● **REQUIREMENT 1**: Write out the news story on PPL's electricity rate caps from "Met-Ed customers are" to "with the changes.", word for word.
● **REQUIREMENT 2**: Extend the news story on PPL's electricity rate caps, picking up after its final sentence.

━━━━━ PAGE EXTRACT ━━━━━

'Suffering will be significant'

As another company pledges to compete in PPL's market, activists ask the Legislature to delay the expiration of electricity rate caps.

Wednesday, December 02, 2009

BY DANIEL VICTOR dvictor@patriot-news.com

The middle of an ugly economic climate when people are already struggling to pay their bills is the wrong time to jolt PPL customers with a 30 percent bill increase, a group of activists argued at the Capitol on Tuesday.

 

"The increases will be significant, the suffering will be significant," said Eric Epstein of Rock the Capital. "People will be making choices they shouldn't have to make between food, warmth and medicine."

 

Epstein and others argued that legislators should quickly act to extend rate caps that have kept prices at 1996 levels.

 

 

Unless that happens, PPL customers will face the rate hike on Jan. 1, when rate caps tied to the 1996 electricity deregulation effort expire. Market prices have soared above the rate caps, and PPL will bring its rates in line once the caps are removed.

 

Met-Ed customers are likely to face a rate increase in 2011.

 

Rate caps were implemented as a consumer protection while utility companies charged users to recoup "stranded costs" -- the investments they made in infrastructure that they believed would be unprofitable after deregulation.

 

PPL will stop collecting for these costs on Jan. 1. In its place, the rate caps will be lifted, allowing utilities and private companies to charge higher prices.

 

Six of 11 utility companies in Pennsylvania have had their rate caps lifted so far. While Epstein and others seek a last-minute extension, others have focused on coping with the changes.

━━━━━ EXERCISE DATA ━━━━━

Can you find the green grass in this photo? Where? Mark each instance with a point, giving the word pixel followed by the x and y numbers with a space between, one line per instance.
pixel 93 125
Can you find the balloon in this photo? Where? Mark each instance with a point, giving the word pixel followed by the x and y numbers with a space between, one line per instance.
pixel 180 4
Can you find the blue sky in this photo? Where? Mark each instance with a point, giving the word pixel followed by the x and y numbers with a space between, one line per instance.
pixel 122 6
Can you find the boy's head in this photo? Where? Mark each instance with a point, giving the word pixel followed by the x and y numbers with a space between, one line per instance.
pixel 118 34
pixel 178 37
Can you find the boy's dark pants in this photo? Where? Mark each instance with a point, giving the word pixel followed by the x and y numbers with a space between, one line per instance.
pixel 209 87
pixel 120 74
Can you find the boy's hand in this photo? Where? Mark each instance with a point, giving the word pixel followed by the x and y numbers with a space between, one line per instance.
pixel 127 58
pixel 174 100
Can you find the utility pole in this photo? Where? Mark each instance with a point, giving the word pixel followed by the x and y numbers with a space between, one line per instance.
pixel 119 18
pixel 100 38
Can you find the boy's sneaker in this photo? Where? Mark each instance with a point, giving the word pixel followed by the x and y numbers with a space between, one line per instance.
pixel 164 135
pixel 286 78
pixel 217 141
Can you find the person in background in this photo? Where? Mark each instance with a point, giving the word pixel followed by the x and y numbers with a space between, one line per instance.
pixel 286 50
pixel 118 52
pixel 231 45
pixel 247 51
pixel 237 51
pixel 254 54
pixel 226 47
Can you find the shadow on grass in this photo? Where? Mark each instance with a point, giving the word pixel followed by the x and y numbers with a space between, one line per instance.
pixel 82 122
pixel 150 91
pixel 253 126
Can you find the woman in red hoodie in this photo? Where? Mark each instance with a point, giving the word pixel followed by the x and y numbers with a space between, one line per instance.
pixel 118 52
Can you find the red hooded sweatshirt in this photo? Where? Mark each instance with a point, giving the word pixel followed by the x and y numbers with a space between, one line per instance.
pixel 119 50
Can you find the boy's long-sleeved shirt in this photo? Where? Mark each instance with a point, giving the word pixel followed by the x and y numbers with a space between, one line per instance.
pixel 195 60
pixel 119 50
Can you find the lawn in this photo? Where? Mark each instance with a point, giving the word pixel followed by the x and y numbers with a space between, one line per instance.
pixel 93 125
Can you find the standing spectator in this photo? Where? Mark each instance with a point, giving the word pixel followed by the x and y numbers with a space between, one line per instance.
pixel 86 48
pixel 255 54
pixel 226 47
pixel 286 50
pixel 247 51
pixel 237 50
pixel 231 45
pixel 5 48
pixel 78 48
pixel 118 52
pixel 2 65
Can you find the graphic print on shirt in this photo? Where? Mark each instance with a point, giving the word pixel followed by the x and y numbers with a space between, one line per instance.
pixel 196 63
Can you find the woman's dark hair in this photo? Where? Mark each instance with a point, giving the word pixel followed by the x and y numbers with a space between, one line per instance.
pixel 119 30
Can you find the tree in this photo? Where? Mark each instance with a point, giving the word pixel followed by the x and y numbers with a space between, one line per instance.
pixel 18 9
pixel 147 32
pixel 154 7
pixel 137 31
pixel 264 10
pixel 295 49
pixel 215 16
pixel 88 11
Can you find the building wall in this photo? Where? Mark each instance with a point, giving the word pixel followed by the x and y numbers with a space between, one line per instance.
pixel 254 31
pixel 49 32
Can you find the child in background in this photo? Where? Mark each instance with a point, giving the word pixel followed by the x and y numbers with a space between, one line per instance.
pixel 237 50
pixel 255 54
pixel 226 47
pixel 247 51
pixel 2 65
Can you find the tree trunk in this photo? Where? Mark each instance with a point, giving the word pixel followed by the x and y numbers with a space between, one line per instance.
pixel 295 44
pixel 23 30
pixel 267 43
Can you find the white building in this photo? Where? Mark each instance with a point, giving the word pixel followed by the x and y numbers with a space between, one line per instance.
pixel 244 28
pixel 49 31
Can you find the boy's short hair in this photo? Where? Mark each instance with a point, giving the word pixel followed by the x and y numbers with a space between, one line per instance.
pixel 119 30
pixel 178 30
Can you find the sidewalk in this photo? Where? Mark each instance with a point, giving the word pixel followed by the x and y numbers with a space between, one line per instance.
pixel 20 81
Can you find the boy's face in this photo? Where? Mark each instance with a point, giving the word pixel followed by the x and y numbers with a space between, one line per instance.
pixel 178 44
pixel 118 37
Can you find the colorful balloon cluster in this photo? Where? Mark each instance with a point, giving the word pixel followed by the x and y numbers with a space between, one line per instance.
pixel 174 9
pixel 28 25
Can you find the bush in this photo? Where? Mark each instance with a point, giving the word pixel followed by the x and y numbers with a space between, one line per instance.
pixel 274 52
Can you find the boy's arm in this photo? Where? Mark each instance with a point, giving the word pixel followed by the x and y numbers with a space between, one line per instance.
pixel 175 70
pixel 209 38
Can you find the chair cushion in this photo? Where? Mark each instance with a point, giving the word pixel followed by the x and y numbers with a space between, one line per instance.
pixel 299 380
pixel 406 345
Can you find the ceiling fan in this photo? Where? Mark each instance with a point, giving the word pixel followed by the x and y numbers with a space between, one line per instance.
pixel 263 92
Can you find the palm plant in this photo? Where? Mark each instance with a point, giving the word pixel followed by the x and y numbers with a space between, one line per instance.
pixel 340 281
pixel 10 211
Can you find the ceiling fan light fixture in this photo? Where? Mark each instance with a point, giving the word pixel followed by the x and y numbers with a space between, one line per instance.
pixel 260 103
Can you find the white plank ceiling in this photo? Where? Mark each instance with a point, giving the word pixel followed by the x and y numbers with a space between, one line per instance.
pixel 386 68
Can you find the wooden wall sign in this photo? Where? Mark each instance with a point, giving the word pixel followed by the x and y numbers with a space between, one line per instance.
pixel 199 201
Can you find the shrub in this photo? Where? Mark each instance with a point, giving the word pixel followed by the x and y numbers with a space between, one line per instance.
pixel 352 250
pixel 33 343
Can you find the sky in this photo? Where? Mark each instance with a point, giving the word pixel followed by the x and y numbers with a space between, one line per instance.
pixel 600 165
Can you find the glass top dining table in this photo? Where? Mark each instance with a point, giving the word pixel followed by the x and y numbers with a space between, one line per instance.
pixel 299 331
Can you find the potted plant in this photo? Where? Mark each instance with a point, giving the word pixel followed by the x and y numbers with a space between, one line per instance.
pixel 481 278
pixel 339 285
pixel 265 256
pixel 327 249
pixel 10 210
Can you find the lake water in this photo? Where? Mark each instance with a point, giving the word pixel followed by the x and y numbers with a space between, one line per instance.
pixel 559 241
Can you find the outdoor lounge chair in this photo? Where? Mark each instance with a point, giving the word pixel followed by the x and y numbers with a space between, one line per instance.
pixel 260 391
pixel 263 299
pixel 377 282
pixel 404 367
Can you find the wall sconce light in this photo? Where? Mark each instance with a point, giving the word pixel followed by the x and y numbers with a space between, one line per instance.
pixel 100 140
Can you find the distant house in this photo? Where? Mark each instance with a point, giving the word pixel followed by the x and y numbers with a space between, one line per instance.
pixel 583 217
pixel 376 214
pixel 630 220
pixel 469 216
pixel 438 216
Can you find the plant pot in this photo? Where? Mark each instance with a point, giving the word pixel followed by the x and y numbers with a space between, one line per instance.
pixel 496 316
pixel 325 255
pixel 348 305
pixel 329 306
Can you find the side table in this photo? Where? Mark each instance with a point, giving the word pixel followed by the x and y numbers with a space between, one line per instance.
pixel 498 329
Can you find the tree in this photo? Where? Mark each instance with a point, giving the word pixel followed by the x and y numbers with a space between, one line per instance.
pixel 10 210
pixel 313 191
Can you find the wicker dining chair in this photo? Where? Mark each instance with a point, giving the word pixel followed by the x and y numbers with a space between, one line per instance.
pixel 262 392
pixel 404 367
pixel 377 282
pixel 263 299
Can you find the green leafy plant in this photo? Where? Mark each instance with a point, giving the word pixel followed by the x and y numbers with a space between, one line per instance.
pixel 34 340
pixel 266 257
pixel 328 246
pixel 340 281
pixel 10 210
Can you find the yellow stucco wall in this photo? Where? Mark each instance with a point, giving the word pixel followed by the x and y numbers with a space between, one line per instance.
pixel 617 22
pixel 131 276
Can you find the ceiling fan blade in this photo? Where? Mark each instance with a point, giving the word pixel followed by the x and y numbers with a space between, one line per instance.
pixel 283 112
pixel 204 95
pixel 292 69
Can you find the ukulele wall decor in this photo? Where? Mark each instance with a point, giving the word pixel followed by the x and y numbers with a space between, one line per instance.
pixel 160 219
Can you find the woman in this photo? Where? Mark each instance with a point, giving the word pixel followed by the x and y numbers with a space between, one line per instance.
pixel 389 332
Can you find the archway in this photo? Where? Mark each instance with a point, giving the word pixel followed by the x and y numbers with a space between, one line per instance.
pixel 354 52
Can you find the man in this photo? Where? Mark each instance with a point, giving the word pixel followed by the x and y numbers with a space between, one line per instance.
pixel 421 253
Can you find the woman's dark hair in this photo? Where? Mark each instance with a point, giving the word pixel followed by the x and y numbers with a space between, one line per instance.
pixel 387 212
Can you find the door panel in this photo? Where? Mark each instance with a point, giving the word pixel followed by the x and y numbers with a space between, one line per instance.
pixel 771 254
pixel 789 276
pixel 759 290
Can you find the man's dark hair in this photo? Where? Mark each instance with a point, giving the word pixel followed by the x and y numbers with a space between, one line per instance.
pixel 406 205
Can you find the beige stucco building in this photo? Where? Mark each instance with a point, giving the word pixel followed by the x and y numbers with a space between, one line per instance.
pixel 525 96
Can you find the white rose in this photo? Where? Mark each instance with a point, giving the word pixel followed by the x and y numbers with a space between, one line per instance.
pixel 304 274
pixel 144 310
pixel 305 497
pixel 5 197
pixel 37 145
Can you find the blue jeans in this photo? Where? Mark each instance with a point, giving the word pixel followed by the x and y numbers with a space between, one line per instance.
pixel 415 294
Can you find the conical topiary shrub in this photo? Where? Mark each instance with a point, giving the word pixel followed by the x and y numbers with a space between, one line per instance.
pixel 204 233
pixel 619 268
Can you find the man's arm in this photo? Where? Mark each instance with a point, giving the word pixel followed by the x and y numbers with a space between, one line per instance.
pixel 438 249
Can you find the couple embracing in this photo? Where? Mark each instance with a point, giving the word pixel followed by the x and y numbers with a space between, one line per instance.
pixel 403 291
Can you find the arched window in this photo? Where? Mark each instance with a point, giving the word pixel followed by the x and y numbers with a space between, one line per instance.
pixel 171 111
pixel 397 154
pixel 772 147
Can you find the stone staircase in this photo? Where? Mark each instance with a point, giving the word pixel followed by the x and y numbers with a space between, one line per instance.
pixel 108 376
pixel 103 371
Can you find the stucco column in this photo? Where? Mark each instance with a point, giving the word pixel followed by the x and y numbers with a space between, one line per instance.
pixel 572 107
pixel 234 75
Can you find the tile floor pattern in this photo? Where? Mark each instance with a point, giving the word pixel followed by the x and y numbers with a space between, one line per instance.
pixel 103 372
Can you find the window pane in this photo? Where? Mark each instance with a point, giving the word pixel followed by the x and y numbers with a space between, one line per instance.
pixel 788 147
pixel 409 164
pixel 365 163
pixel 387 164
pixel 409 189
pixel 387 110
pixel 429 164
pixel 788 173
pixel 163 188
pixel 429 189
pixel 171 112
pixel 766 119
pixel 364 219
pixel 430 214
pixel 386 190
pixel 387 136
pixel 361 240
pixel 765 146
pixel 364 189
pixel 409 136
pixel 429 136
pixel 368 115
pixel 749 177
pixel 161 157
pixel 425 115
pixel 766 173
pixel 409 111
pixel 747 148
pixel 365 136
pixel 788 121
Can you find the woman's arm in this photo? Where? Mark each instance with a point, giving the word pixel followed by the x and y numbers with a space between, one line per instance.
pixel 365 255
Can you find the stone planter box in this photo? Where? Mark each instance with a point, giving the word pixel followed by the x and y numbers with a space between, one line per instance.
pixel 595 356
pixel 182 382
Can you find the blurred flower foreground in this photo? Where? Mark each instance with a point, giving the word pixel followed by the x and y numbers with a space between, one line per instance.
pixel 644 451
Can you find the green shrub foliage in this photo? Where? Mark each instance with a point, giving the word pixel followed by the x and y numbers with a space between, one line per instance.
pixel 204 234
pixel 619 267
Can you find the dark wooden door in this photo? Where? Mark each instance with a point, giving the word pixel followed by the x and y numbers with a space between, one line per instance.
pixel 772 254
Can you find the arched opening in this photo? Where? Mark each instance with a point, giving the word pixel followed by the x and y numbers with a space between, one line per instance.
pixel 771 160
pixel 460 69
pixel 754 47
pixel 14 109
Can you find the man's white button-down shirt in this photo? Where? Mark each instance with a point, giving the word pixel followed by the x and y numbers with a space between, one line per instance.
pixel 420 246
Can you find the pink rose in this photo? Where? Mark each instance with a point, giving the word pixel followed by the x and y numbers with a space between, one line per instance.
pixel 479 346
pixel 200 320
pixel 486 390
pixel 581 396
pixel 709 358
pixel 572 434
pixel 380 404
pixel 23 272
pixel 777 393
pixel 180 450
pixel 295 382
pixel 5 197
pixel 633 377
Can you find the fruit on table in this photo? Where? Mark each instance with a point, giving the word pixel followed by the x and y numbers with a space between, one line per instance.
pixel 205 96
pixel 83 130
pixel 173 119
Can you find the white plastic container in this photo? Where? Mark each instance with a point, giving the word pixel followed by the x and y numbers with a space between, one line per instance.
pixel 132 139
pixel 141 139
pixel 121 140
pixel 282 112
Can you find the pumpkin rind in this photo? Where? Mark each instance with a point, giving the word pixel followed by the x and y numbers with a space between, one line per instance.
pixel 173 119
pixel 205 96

━━━━━

● **ANSWER SPACE 1**:
Met-Ed customers are likely to face a rate increase in 2011.

 

Rate caps were implemented as a consumer protection while utility companies charged users to recoup "stranded costs" -- the investments they made in infrastructure that they believed would be unprofitable after deregulation.

 

PPL will stop collecting for these costs on Jan. 1. In its place, the rate caps will be lifted, allowing utilities and private companies to charge higher prices.

 

Six of 11 utility companies in Pennsylvania have had their rate caps lifted so far. While Epstein and others seek a last-minute extension, others have focused on coping with the changes.

● **ANSWER SPACE 2**:
Irwin "Sonny" Popowsky, Pennsylvania's consumer advocate since 1990, said it was contractually acknowledged early on that the rate caps would expire and the utilities would return to market prices. Now the state must abide by that agreement, he said.

 

"Those rate caps were great, but they've come to an end," he said. "The goal is to come up with ways to mitigate the impact on customers."

 

When the rate caps are removed, several private companies are poised to offer lower deals on the electricity generation portion of customer bills. MXenergy announced Tuesday it will be the latest company to compete in PPL territory, joining several others who have pledged rates lower than PPL's 10.55 cents per kilowatt hour.

 

Those savings won't come close to offsetting the jump up to market prices, though.

 

Asked how long the rate caps should remain in place, Gene Stilp of Taxpayers and Ratepayers said it should be renegotiated. Epstein recommended waiting until the summer, when bills are typically lower.

 

Stilp said lawmakers have avoided the issue by hiding behind state budget negotiations, but more consumers will be upset once they see their first bills under the new rates.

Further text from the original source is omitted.